**Text under study:**

********************

Are Nokia and Microsoft getting ready to announce a Windows Phone 7 alliance? That’s certainly been the buzz-even before a German bank analyst, in a Jan. 31 letter, encouraged the companies to port Microsoft’s mobile software onto Nokia smartphones.
Berenberg Bank analyst Adnaan Ahmad’s letter, addressed rather familiarly to “Stephen (Nokia CEO) and Steve (Microsoft CEO),” detailed how such an arrangement would benefit both companies: “You get access to their WP7 intellectual property (IPR) scot-free and access to the U.S. market where your share has dived to the low single-digit level, and in doing [so] cut your bloated handset business R&D budget.”
That letter followed Nokia CEO Stephen Elop’s Jan. 27 earnings-call statement that Nokia “must build, catalyze or join a competitive ecosystem.”
Nokia is hosting an event Feb. 11 apparently to reveal its strategy. “We [are] very clearly ensuring that it will give us the opportunity to reopen markets such as the U.S. and some others,” Elop added, “where we have not recently been present.”

********************

**Study material:**
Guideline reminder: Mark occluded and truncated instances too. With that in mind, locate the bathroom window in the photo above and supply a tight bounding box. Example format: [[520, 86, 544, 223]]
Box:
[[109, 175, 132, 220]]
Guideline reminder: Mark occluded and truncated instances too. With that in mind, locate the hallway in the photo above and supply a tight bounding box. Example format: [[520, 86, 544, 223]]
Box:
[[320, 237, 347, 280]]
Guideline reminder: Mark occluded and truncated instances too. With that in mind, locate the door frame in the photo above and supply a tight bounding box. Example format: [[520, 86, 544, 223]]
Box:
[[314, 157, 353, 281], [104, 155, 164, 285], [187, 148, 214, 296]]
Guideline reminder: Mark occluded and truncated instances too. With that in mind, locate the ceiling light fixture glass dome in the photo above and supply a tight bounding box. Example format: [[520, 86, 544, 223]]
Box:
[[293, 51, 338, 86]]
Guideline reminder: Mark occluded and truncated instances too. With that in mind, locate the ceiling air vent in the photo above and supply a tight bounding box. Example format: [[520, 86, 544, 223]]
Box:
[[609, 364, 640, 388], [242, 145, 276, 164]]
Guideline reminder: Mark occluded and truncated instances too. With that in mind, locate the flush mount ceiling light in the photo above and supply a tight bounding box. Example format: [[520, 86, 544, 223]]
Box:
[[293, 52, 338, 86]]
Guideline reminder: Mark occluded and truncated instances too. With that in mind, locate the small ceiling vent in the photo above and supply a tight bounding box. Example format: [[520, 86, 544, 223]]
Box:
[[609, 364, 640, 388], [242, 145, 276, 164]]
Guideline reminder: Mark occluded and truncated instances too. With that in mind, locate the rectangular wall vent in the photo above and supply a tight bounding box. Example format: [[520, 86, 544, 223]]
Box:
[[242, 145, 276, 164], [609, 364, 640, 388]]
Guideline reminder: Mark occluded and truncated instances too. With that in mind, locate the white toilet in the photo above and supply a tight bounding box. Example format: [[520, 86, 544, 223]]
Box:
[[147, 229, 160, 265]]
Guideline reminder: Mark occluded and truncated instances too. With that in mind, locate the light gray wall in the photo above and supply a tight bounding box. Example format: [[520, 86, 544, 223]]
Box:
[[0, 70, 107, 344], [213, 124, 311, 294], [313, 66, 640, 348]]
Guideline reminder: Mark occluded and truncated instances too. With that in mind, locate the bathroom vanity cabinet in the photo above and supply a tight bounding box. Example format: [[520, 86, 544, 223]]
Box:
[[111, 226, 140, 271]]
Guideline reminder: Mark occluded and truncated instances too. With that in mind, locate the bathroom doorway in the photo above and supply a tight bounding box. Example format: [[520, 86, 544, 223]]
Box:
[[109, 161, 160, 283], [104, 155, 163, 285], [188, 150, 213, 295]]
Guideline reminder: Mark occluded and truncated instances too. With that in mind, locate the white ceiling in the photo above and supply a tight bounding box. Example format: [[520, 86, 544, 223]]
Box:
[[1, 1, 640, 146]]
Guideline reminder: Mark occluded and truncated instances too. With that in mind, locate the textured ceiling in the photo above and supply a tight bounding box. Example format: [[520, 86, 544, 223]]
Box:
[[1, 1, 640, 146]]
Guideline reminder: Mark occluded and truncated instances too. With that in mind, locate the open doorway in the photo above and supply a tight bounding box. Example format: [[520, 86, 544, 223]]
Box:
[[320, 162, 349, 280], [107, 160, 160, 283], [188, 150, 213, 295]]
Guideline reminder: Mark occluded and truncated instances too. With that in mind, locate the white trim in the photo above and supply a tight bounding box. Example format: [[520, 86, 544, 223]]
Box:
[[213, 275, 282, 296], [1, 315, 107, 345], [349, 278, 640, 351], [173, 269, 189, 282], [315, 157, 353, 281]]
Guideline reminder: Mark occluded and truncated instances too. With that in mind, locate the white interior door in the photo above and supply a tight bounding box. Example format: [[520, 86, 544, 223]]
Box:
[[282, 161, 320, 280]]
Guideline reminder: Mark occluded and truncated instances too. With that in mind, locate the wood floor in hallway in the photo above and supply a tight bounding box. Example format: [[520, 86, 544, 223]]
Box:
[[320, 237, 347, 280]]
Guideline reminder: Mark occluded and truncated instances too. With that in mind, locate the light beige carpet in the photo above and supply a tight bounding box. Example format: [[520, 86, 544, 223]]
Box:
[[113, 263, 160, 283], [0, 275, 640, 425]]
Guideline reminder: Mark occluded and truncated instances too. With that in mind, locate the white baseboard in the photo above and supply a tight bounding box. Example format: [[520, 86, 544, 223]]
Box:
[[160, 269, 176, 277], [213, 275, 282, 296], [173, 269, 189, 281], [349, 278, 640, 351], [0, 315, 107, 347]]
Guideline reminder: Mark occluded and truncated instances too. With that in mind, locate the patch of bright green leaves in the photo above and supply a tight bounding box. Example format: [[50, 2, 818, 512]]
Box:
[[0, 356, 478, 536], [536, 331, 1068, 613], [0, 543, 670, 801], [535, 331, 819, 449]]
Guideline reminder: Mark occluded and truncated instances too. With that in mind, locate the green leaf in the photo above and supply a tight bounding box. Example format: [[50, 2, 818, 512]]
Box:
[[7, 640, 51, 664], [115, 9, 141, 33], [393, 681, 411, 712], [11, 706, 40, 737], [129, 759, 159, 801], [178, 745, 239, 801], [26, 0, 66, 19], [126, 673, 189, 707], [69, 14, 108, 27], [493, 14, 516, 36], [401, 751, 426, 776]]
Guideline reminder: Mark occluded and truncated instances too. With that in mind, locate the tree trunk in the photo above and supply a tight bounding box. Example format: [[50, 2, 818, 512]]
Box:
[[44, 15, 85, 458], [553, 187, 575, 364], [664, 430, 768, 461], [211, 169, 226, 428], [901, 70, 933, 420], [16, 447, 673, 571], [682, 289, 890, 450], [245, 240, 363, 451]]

********************

**Tasks to perform:**
a: Decide whether each statement agrees with the article on Nokia and Microsoft, answering yes or no and quoting the exact words of the article that settle it: (i) the bank analyst's letter was dated Jan. 31; (ii) Elop's earnings-call statement came after the analyst's letter; (iii) Nokia's event is set for Feb. 11.
b: Write out the article on Nokia and Microsoft from "Are Nokia and" to "onto Nokia smartphones.", swapping "buzz" for "speculation".
The records are separate material, unrelated to the article on Nokia and Microsoft.

**Solutions:**
a:
(i) Yes: "in a Jan. 31 letter"
(ii) No: "That letter followed Nokia CEO Stephen Elop’s Jan. 27 earnings-call statement"
(iii) Yes: "Nokia is hosting an event Feb. 11"

b:
Are Nokia and Microsoft getting ready to announce a Windows Phone 7 alliance? That’s certainly been the speculation-even before a German bank analyst, in a Jan. 31 letter, encouraged the companies to port Microsoft’s mobile software onto Nokia smartphones.